##### Document passage

The search covered the entire apartment, including one room which was locked with a padlock. The officers asked Ms. West if she had a key to the room. Initially she denied having a key, but she then produced a key which the officers used to open the door. The room contained many items which were later found to be stolen.

The officers spent several hours taking inventory of the items found in the apartment and writing down serial numbers. The officers found cameras, cellular phones, car phones, dozens of radar detectors, a computer, an electronic keyboard, sunglasses, clothing, and many other items, most all of which turned out to be stolen. The officers also found a stun gun and a kit to convert an M-16 rifle into a full automatic.

When the police left Mr. Clark's apartment after the search they warned Ms. West not to remove the items which they suspected were stolen. However, when the police returned with a search warrant eight days later, the apartment was empty. The police were able to contact Ms. West and she explained that she had left the apartment and had put the suspected stolen property in a storage locker. She agreed to take the police to the storage locker and had even made them a key. When they arrived at the storage location, Ms. West signed a "Consent to Search" form. The police then seized the stolen property in the storage locker. At least some of these items seized from the locker were subsequently used as evidence against Ms. West.

##########

### Goal
Resume the account of the apartment search and the stolen property, picking up right after its final sentence.

##### Dataset

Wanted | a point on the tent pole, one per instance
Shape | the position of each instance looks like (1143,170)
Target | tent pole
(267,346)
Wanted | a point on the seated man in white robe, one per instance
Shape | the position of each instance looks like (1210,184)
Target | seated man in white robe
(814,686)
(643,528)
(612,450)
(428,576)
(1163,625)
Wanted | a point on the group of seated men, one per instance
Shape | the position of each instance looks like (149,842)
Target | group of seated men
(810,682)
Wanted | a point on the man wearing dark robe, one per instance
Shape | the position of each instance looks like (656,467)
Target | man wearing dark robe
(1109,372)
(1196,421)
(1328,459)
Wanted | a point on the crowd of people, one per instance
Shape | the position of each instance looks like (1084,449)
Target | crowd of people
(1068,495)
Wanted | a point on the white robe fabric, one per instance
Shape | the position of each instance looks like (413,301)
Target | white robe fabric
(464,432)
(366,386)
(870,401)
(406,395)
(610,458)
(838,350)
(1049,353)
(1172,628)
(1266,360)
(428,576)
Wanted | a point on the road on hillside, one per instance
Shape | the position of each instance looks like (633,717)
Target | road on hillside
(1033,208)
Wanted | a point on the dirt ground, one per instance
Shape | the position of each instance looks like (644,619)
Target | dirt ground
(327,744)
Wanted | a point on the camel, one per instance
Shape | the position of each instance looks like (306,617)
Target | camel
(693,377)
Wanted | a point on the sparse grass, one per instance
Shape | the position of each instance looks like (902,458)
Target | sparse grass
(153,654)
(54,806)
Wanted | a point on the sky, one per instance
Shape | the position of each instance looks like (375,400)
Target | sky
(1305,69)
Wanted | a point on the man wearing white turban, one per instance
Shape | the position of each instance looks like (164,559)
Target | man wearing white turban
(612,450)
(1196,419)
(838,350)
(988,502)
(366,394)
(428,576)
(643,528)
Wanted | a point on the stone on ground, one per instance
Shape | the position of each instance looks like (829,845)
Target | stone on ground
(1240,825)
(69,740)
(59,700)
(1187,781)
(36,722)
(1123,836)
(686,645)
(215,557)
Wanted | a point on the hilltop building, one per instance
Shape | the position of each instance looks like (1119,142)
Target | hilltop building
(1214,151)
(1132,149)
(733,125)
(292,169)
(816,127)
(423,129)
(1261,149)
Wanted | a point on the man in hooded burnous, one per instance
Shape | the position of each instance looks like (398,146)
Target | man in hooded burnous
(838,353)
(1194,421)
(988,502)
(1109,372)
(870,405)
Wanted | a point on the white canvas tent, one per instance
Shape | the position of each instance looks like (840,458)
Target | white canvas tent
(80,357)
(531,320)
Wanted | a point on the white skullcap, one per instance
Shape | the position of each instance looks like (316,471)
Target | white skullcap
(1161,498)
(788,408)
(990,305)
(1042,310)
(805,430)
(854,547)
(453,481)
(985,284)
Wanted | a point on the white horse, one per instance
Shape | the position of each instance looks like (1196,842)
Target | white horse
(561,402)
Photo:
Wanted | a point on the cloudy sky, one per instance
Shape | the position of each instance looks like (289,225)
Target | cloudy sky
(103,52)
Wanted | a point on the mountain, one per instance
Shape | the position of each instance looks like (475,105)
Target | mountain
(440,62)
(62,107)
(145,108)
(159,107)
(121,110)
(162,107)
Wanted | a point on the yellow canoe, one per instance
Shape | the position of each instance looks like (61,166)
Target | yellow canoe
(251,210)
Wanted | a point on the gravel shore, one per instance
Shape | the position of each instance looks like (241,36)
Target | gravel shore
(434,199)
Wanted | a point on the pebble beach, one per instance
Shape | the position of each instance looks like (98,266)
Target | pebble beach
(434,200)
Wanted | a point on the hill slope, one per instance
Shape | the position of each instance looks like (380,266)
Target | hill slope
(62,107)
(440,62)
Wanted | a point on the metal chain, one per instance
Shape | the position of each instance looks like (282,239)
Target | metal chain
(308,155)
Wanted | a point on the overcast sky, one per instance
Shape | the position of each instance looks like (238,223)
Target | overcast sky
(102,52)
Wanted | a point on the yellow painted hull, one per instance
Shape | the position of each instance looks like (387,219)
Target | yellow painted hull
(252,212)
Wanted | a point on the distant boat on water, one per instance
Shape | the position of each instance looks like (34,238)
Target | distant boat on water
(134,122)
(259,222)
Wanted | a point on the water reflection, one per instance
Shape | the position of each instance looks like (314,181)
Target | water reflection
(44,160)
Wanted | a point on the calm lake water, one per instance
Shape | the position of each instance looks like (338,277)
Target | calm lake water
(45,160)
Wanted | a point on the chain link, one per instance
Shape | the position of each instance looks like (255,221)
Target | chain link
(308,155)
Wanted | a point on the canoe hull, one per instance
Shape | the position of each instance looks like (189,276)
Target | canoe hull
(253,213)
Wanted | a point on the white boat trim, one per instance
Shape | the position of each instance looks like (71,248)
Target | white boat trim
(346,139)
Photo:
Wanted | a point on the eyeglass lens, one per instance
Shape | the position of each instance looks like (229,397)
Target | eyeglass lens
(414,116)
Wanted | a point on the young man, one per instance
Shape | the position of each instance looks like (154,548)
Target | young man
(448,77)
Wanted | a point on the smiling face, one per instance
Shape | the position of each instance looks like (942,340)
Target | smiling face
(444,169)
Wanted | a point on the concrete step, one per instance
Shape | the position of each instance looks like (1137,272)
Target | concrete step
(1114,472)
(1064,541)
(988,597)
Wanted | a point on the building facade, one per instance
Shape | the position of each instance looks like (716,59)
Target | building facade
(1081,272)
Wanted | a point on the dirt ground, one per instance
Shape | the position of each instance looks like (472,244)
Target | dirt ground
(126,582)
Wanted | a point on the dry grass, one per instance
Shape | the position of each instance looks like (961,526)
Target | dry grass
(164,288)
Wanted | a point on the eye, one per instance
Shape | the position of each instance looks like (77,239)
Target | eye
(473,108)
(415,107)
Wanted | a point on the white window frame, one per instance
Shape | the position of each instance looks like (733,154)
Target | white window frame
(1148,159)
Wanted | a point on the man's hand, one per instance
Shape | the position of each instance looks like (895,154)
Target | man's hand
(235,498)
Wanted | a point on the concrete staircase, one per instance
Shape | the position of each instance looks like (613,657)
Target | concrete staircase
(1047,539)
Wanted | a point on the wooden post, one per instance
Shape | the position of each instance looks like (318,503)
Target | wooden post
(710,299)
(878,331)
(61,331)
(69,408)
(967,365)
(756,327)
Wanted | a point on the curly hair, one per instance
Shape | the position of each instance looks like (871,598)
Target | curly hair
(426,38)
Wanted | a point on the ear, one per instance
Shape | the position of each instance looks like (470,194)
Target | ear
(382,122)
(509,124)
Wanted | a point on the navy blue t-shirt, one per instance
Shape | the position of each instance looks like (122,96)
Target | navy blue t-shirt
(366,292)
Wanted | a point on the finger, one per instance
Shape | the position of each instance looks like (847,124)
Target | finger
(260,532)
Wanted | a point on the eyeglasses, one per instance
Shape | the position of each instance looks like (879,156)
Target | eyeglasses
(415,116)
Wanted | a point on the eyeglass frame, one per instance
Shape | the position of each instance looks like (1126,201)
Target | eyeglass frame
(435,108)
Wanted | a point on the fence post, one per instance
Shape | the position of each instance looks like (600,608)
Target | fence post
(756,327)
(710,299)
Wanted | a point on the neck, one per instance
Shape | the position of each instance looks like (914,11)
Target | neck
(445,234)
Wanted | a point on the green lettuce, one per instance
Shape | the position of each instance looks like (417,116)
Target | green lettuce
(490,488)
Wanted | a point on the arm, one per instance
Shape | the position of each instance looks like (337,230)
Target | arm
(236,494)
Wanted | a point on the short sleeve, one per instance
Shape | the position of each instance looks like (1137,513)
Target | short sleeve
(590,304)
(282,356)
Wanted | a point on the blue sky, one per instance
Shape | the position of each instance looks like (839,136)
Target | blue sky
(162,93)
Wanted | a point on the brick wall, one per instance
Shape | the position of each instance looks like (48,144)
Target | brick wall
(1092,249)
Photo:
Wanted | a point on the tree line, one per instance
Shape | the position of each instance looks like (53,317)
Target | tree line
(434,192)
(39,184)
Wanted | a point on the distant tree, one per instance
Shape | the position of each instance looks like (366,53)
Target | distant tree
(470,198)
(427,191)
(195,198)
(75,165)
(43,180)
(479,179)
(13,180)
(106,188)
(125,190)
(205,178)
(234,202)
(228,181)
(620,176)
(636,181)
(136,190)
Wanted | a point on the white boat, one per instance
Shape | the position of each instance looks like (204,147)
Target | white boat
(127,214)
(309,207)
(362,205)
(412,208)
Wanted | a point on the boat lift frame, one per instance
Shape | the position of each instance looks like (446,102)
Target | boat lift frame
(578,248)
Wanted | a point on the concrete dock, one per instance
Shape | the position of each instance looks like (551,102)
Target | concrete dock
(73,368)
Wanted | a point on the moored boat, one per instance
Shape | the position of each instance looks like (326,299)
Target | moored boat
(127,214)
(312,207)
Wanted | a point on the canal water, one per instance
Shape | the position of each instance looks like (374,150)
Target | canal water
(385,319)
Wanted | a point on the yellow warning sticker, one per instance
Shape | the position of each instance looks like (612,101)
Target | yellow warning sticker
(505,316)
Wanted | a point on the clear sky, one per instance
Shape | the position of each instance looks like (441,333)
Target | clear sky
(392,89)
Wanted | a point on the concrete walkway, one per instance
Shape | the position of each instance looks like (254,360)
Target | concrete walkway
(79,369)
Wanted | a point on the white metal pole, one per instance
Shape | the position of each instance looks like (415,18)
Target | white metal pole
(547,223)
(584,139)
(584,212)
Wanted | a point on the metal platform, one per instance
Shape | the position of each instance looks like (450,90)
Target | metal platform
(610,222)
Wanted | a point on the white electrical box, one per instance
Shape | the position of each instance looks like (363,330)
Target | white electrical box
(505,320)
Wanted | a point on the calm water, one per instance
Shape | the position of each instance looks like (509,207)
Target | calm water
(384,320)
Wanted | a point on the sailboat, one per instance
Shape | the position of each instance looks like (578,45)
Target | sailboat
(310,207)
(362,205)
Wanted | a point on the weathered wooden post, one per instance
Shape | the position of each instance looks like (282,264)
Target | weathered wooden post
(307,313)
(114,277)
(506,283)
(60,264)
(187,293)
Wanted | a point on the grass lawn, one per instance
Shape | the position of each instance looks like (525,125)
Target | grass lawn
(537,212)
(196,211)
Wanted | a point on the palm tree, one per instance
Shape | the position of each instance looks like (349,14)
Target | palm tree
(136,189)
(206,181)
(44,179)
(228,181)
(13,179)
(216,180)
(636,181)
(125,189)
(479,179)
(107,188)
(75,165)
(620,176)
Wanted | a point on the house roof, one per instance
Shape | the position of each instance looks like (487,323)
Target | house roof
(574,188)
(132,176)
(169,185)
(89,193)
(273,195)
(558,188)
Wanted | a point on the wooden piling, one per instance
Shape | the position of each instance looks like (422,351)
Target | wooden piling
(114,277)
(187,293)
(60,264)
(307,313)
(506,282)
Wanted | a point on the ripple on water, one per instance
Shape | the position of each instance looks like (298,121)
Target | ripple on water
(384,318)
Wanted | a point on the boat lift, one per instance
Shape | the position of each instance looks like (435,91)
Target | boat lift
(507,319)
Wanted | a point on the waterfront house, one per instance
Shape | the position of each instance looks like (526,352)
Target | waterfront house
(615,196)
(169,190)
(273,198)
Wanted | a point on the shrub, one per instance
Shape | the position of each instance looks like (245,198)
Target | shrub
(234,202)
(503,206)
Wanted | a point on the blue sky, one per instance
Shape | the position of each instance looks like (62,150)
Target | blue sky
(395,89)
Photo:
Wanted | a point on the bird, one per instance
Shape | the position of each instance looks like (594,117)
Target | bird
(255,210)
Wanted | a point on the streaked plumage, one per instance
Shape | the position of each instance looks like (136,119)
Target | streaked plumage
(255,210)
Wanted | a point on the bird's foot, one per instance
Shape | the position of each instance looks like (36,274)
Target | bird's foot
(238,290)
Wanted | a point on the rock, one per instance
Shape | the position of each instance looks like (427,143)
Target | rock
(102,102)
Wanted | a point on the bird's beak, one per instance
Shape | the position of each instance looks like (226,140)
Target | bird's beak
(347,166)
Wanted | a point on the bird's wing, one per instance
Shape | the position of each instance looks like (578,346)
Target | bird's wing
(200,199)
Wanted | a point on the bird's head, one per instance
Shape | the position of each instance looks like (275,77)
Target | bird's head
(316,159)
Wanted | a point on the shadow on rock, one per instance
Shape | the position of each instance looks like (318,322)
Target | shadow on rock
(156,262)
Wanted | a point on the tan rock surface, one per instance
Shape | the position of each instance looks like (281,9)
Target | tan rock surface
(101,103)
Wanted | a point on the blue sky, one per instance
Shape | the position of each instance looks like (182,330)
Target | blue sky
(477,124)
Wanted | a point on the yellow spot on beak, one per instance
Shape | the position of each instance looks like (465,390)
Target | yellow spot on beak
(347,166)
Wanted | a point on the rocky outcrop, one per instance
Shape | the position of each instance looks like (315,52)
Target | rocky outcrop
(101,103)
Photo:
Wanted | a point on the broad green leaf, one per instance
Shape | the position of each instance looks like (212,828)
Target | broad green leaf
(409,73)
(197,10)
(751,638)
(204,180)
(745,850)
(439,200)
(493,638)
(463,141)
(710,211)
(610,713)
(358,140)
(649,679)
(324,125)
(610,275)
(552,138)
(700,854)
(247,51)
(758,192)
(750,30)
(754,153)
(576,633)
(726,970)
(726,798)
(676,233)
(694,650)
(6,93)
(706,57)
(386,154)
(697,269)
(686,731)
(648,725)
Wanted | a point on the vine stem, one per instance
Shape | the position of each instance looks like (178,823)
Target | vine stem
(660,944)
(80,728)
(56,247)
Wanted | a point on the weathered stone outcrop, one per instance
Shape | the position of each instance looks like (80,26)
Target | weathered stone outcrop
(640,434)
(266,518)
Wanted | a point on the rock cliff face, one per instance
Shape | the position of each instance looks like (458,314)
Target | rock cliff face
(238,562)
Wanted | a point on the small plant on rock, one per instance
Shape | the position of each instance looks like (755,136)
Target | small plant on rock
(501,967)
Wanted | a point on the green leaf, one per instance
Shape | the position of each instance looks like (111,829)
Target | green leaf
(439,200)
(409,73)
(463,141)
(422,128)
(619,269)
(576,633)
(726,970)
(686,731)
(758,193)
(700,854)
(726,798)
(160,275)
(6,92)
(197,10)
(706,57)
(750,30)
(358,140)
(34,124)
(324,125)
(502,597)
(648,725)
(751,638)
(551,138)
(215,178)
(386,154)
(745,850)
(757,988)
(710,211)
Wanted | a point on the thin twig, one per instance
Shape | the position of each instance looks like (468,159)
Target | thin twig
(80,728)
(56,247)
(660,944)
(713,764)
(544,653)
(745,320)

##########

### Answer below
Ms. West acknowledges that the State has the basic authority to conduct warrantless and nonconsensual searches against parolees such as Mr. Clark, pursuant to sec. DOC 328.21. Although she reserves to herself the right to challenge the conduct of this specific search, it is undisputed that the general practice of probation (and parole) searches was clearly upheld by the United States Supreme Court in Griffin, 483 U.S. 868, 107 S.Ct. 3164. It is Ms. West's basic contention, however, that what is allowed as to parolees is not allowed against nonparolees, and that a nonparolee should not be made to suffer the...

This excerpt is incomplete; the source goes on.